## Work required
Copy out exactly the lines from the line containing "Identify one point on each instance of the house-shaped" to the end of the listing.

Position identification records
'''
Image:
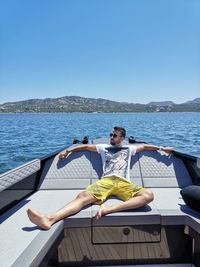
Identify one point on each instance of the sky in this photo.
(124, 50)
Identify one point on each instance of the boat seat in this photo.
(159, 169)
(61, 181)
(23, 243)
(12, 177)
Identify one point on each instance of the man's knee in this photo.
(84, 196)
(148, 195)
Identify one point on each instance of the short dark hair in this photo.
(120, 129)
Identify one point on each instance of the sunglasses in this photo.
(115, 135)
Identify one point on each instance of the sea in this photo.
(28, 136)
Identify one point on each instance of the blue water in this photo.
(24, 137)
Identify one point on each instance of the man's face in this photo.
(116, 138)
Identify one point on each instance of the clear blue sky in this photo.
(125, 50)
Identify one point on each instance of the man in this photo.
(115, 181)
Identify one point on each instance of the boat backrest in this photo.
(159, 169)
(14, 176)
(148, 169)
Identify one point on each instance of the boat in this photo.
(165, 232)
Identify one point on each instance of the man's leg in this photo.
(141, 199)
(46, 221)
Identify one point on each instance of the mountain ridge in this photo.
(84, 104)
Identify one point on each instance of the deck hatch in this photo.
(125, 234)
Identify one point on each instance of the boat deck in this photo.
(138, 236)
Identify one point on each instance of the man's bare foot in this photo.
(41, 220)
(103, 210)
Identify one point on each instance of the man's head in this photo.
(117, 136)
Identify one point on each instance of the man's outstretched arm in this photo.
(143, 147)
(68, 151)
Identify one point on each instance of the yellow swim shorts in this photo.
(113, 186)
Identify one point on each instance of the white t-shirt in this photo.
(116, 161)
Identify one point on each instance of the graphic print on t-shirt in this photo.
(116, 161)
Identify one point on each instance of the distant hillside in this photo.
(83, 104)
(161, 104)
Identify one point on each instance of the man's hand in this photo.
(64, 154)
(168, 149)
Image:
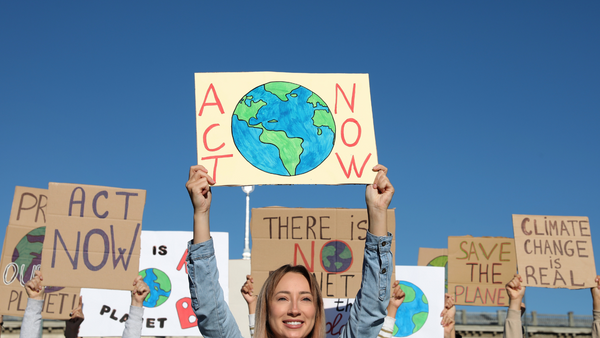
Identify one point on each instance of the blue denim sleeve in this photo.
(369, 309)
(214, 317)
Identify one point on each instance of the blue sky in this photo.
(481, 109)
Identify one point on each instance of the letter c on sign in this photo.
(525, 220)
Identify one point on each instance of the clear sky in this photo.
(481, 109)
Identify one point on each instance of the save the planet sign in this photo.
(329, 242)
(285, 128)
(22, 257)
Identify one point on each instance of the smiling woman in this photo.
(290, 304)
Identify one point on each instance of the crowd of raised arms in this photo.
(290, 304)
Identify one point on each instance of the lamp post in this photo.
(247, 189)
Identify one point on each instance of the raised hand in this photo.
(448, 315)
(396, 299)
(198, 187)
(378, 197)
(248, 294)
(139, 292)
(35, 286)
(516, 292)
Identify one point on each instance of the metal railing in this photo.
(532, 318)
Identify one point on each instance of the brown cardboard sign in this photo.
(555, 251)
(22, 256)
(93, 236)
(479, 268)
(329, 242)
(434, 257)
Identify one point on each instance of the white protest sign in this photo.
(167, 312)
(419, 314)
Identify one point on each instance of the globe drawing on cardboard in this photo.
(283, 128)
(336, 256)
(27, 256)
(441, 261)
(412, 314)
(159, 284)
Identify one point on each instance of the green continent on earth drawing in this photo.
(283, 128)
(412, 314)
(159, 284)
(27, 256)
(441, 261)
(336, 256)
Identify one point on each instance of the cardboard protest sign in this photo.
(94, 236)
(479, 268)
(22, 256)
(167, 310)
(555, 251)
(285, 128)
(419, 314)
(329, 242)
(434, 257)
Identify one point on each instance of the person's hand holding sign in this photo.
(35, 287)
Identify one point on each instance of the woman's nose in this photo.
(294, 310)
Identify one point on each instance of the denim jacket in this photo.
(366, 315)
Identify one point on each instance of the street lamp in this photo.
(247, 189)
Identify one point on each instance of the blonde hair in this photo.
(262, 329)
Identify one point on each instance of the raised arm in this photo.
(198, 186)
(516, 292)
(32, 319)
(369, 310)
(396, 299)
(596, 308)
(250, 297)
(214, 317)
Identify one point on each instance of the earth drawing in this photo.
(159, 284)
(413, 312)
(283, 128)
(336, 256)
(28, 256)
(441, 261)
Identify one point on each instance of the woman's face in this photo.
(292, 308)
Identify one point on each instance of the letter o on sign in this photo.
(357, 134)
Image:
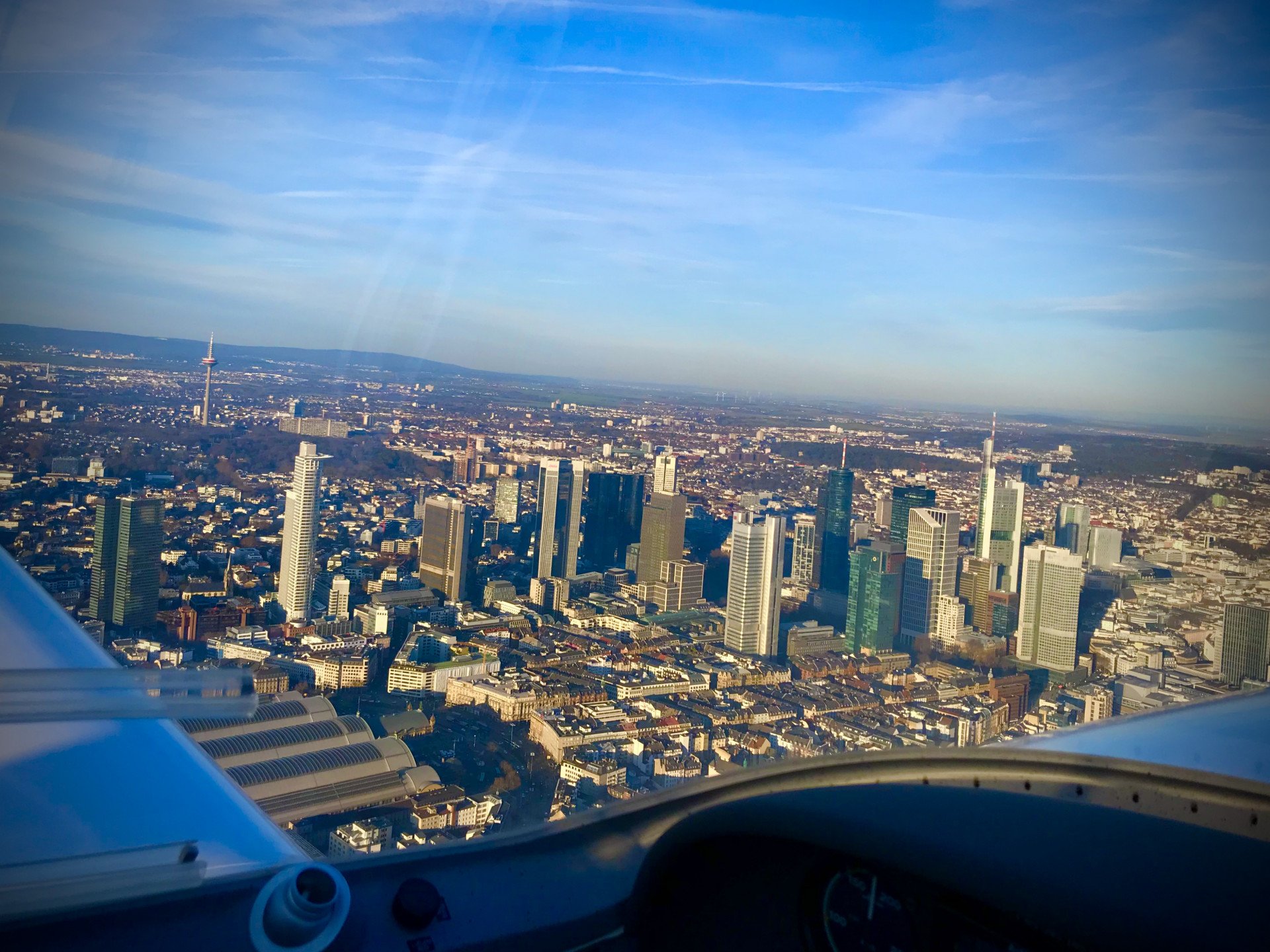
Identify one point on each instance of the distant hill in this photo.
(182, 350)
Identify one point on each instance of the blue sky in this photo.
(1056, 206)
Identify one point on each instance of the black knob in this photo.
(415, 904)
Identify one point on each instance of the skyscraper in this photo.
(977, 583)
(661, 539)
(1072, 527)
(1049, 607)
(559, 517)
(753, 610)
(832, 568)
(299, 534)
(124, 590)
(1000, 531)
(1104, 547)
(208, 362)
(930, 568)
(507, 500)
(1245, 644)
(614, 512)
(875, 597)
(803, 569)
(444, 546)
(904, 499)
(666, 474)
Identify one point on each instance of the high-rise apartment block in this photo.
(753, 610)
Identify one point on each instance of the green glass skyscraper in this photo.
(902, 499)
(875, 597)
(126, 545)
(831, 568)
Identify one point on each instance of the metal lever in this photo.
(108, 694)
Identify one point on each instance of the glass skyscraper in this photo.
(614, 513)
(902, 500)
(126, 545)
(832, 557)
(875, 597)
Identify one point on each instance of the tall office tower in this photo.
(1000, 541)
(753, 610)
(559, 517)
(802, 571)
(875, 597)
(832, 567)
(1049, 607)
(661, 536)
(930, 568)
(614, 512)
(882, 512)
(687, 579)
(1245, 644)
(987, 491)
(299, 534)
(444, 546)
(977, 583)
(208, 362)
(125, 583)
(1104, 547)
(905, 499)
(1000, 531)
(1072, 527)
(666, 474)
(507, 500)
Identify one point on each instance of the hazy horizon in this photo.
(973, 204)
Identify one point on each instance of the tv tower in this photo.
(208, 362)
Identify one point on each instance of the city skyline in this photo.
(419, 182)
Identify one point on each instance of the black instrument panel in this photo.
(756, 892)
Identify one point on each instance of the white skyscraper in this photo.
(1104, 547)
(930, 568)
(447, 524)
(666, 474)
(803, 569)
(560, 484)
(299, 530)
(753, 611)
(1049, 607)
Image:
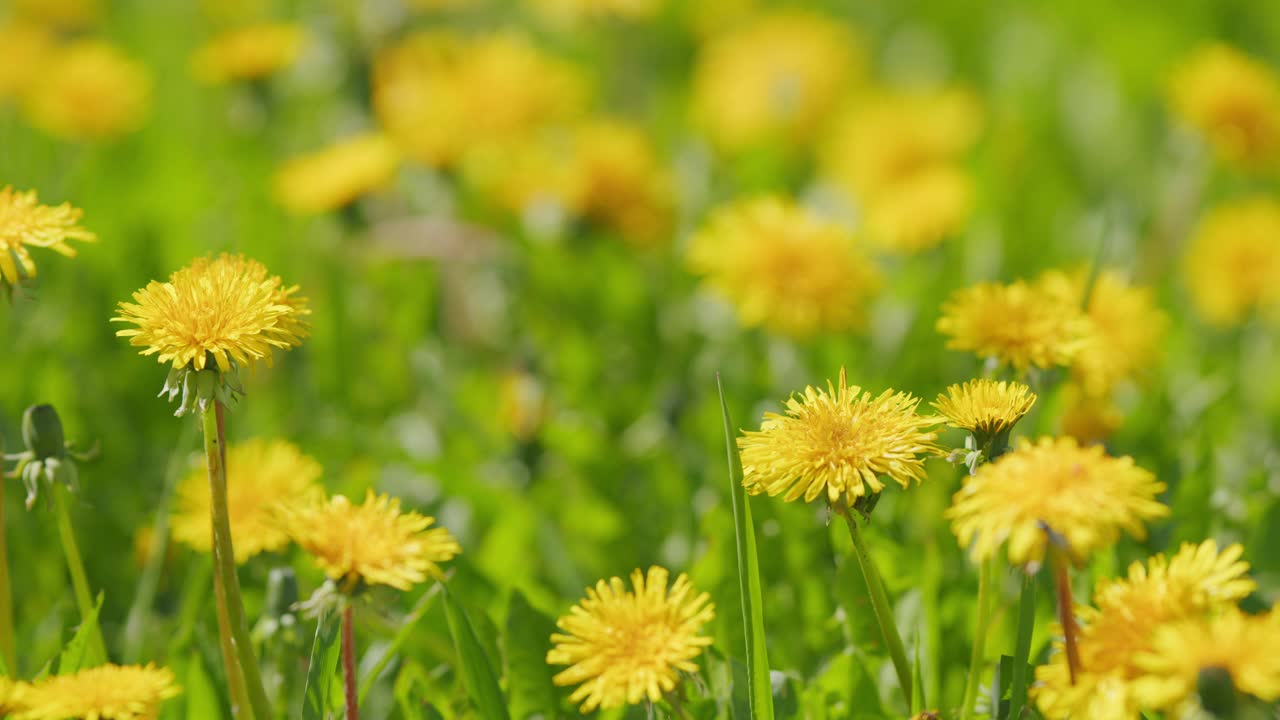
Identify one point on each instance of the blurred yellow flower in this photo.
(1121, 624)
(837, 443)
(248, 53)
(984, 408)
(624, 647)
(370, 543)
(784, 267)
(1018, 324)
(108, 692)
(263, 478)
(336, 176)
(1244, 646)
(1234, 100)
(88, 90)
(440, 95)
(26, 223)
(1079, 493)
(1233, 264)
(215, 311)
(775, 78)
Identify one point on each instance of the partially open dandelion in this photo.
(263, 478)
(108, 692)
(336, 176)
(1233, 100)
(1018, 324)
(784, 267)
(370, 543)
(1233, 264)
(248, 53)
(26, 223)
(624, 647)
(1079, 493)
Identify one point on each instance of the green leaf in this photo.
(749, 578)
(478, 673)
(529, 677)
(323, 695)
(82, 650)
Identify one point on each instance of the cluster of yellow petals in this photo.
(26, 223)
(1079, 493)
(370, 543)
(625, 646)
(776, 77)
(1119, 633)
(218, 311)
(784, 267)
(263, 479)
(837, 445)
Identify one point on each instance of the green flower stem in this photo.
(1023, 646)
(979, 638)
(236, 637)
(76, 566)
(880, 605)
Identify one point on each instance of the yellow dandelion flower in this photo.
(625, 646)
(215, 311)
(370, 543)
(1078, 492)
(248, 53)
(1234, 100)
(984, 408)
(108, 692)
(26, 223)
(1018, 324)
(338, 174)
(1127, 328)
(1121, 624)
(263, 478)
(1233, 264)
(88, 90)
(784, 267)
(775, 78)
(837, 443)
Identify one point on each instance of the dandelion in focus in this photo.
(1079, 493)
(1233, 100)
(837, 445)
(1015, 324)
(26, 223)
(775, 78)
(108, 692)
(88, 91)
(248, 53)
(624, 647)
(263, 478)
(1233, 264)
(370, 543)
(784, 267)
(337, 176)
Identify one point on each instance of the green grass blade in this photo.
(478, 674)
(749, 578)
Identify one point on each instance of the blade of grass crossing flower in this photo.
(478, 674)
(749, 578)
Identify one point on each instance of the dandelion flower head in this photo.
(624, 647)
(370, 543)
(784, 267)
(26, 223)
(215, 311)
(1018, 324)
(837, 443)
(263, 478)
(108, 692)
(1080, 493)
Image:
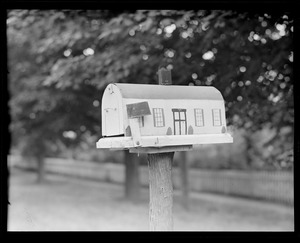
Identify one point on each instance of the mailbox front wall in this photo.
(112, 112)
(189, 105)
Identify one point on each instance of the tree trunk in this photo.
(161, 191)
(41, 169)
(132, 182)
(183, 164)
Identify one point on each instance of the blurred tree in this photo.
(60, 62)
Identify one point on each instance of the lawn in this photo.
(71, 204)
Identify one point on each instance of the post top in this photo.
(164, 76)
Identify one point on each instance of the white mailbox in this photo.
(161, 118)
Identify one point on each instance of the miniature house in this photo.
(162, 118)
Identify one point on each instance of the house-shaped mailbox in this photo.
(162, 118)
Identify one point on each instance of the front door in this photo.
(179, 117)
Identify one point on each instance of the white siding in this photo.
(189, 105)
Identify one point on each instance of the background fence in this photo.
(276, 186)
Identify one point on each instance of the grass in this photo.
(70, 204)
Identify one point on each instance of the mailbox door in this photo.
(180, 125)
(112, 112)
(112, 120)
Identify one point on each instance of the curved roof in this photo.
'''
## Final result
Identify one point on each instance of the house-shaped mailbox in this photo.
(162, 118)
Identify one point on each instance of the front door in this photo.
(179, 117)
Identify one point on each instance of the white siding in this photo.
(189, 105)
Identify one point on each instance of the background fence in this photo.
(276, 186)
Identify one point on each instance of the grass in this photo.
(70, 204)
Identify one point on each instance of the mailbox door in this photo.
(180, 125)
(112, 112)
(112, 120)
Identify one point on each instance of the curved roof in this photo.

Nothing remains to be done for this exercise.